* Data for the task
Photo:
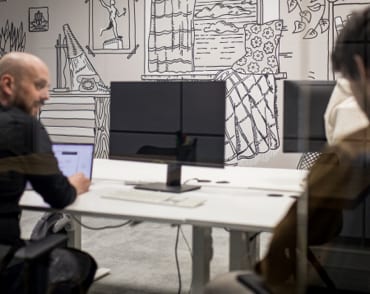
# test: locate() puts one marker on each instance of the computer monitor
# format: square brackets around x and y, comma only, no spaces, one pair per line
[305,103]
[172,122]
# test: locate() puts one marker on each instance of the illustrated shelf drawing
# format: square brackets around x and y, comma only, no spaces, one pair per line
[77,117]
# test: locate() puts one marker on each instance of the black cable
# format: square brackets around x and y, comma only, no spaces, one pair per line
[191,256]
[177,258]
[186,242]
[100,228]
[197,180]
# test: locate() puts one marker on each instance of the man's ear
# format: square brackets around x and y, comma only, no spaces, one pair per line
[363,74]
[7,84]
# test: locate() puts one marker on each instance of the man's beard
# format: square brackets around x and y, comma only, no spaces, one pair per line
[20,103]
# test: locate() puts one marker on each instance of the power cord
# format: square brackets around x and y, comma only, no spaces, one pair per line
[177,258]
[197,180]
[100,228]
[179,230]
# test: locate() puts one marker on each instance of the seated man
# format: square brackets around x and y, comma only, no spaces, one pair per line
[26,155]
[337,180]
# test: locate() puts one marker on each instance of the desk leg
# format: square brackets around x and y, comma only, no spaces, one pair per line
[74,241]
[202,255]
[243,252]
[74,234]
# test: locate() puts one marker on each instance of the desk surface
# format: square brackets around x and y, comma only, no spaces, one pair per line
[241,204]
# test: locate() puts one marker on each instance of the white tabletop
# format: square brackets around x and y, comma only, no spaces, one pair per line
[241,204]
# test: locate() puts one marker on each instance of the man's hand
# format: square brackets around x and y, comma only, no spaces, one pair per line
[80,182]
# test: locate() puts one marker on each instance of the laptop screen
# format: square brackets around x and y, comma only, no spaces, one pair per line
[73,158]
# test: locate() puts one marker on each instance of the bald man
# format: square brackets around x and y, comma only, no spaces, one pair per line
[26,154]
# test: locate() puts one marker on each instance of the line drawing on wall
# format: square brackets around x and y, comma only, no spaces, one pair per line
[311,18]
[78,110]
[223,40]
[38,19]
[12,38]
[115,32]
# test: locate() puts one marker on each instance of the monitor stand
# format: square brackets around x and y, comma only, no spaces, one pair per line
[173,183]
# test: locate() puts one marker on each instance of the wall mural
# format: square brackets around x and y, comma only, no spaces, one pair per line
[112,27]
[184,39]
[223,41]
[12,38]
[78,110]
[38,19]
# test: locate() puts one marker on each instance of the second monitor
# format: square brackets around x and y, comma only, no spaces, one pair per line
[172,122]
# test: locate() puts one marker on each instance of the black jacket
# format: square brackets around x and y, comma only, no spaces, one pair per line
[26,155]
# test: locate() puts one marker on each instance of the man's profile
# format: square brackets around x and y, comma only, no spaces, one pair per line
[26,156]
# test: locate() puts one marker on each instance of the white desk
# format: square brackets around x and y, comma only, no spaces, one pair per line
[230,205]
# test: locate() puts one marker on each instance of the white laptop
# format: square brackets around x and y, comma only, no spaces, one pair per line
[73,158]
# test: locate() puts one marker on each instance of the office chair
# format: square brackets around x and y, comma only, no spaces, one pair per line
[33,261]
[306,161]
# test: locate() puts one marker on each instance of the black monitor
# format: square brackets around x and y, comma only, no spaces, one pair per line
[305,102]
[172,122]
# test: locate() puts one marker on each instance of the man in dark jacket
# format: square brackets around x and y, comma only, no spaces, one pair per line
[25,149]
[339,179]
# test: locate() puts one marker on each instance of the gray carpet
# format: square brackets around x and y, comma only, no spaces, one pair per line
[142,257]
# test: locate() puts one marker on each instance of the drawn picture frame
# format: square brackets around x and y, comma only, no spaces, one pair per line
[112,27]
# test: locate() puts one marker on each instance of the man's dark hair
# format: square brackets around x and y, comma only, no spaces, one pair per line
[353,40]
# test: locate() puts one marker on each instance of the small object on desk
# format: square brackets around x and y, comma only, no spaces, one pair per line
[222,182]
[203,181]
[274,195]
[133,183]
[152,197]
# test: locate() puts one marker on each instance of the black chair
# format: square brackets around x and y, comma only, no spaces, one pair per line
[32,260]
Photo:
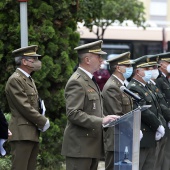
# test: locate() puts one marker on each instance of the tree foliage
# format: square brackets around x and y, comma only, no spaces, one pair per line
[107,12]
[52,26]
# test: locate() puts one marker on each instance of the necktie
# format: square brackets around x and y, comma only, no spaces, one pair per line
[94,80]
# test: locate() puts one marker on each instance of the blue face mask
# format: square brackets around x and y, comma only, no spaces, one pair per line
[148,75]
[128,73]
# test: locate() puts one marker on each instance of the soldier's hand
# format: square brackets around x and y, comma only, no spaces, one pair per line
[109,118]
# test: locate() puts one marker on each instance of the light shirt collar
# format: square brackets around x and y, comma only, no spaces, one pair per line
[118,79]
[88,73]
[151,81]
[140,82]
[25,73]
[164,74]
[126,82]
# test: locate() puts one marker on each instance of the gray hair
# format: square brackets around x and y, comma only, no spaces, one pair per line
[18,60]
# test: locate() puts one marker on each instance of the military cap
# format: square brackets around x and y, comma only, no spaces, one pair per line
[123,58]
[94,47]
[141,62]
[164,56]
[153,60]
[29,51]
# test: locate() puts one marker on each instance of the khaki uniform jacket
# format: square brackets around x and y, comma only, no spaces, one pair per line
[117,103]
[83,132]
[22,98]
[164,86]
[150,119]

* To do
What belongs in the answer is each line above, reproduced exactly, and no picture.

* Exercise result
Photo:
# test: locate() puts one marker on each instance of the computer monitor
# format: square brackets around x and y, comma only, no spaces, one pair per line
[305,103]
[172,122]
# test: locate() puts one marker on each instance of the illustrated shelf drawing
# format: square brackets around x and y, comma only, no spaces, one pair per line
[77,117]
# test: locate() puts one marker on each instance of the black cable
# format: square brackets around x and y, comma only, no spaces, one pair per line
[191,256]
[177,258]
[186,242]
[100,228]
[197,180]
# test: locate() puts one marker on each instance of the man's ear
# format: square brackets around x and y, comma only, no spaces, one pair per line
[363,74]
[7,84]
# test: locate() puts one marker on each instance of the man's beard
# format: square brackets around x and y, comma only, no spaces, one pair per line
[20,103]
# test: locate() puts one marker on each instance of the power cord
# format: square brackets around x and y, comma only, no spaces, one pair per line
[177,258]
[197,180]
[100,228]
[179,230]
# test: locate() puts one marker on each instance of the seated man
# format: square brackets around x and y, comma only, no spaces, one pair per line
[26,155]
[337,180]
# test: locate() puts one marker on each instance of the desk leg
# format: square brackets around x and y, comma only, no spaces, one pair per line
[74,241]
[202,255]
[243,252]
[74,234]
# test: locate() puts one marker on each instance of the desk surface
# format: square brackets around x and y, comma only, no spaces, one pair per line
[241,204]
# test: locate() puts one marker on each instance of the white tabletop
# format: square brackets around x and y, comma only, no spaces, one pair per line
[241,204]
# test: locate() puts one marker on each instance of the man's hand
# format: square brackets around x and y, comma only, no spaces, one pair per line
[80,182]
# test: locate() puts one marker on each instance of the laptop screen
# format: square brackets around x and y, comma only, no spaces, one pair per line
[73,158]
# test: locate() puts one marker on each instance of the bald man
# format: square brackets around x and y, comma only, no spaces, one pair per line
[26,154]
# test: locate() puts one marker on each instance of the line drawing on wall
# format: square brackets around x and y, comma only, no spaces, one pair per line
[311,18]
[78,110]
[223,40]
[38,19]
[12,38]
[115,32]
# test: locate() puts one marker on each instance of the monitor stand
# format: square brackets around x and y, comma only, no spaces, one pair per line
[173,183]
# test: locate() puts one marker on each instance of the wall mural
# format: square brackets around x and y, comma only, no spaces, one pair per line
[112,27]
[184,39]
[223,41]
[12,38]
[78,110]
[38,19]
# test: locate() puts one marker on each instance of the second monitor
# format: square brackets around x and y, comma only, no spaces, one pair per line
[172,122]
# test: locate() puts one marker on each instance of the black jacket
# format: square brackets around x and y, comma only, no spaces, one pair per line
[26,155]
# test: locate() puts one marker on each instance of the man's profile
# format: square brackets around x and y, comma only, no spaces, one pair per line
[26,156]
# test: locate() puts one marker on each instance of the white desk
# format: square brackets around x and y, comma only, no spaces, one pair per line
[230,205]
# test: locate() puts one marker on each instance of the white laptop
# format: square brackets around x and y, comma only, no spaces, one pair per line
[73,158]
# test: locate() puts one marker on each instance of the office chair
# format: square brackets around x and y, comma only, no spaces, one pair per line
[33,261]
[306,161]
# test: locate() puts one marker on each instance of the black monitor
# format: square brackets around x and y, comma only, no spaces, one pair per line
[305,102]
[172,122]
# test: locate() puts one marker on each instance of the man in dark jacket
# format: square brackets around x and y, comma only, no spaces, one pair per line
[25,149]
[339,179]
# test: locate() puts one marker on each instance of the gray carpet
# format: square brackets around x and y, comma only, no spaces, one pair per line
[142,257]
# test: locate() puts one marker on each instance of the drawn picture frame
# format: square brackets around x and y, comma only, no spaces, one pair per line
[112,27]
# test: locate() puts one marker on each instance of the man's dark hair
# format: square brackets around x and y, comma only, no spaces, one pair per line
[353,40]
# test: locate() puts one marker on each instance of the small object on desk
# format: square brackets around x and y, comma only, no spaces, one pair per line
[222,182]
[203,181]
[274,195]
[133,183]
[152,197]
# test: locate() puts one marker on each instance of the black chair
# format: square brackets around x and y, comma only, no spaces, one pair per line
[32,260]
Photo:
# test: locate() puts one marker on each instance of the tree foliage
# format: square brackets around x and y, comma only, no spaces, one pair per line
[107,12]
[52,26]
# test: locate() puts one marker on each instance of the necktie
# format: square brackets around x and y, comma only, no spaces, one pair per line
[94,80]
# test: locate() puts one marker on each instance of the blue face mask
# format: square brackets around x and y, comma only, no spaces, one pair per line
[148,75]
[128,73]
# test: locate() puts one marker on each instance of the soldier's hand
# format: square brackets around x and y, comma only, no spaces, one pair per line
[109,118]
# test: locate() puts one marker on each instance of the light shirt collar
# format: square brackets around x and y, comma only, no spaces, one pair per line
[118,79]
[88,73]
[151,81]
[140,82]
[25,73]
[164,74]
[126,82]
# test: locate() puts one marker on each instance of the gray hair
# format: square brackets around x and y, comma only, no spaces, one pair per line
[18,60]
# test: locate() puts one marker on each instance of the military cap
# format: square brackets around x and y, comma only, no spaces, one pair per line
[123,58]
[94,47]
[141,62]
[164,56]
[153,60]
[29,51]
# test: locate() puts one marker on each instance of the khaki uniform jacket
# format: square brackets around x and y, comma only, no spaces, one pair per line
[117,103]
[83,132]
[22,98]
[164,86]
[150,119]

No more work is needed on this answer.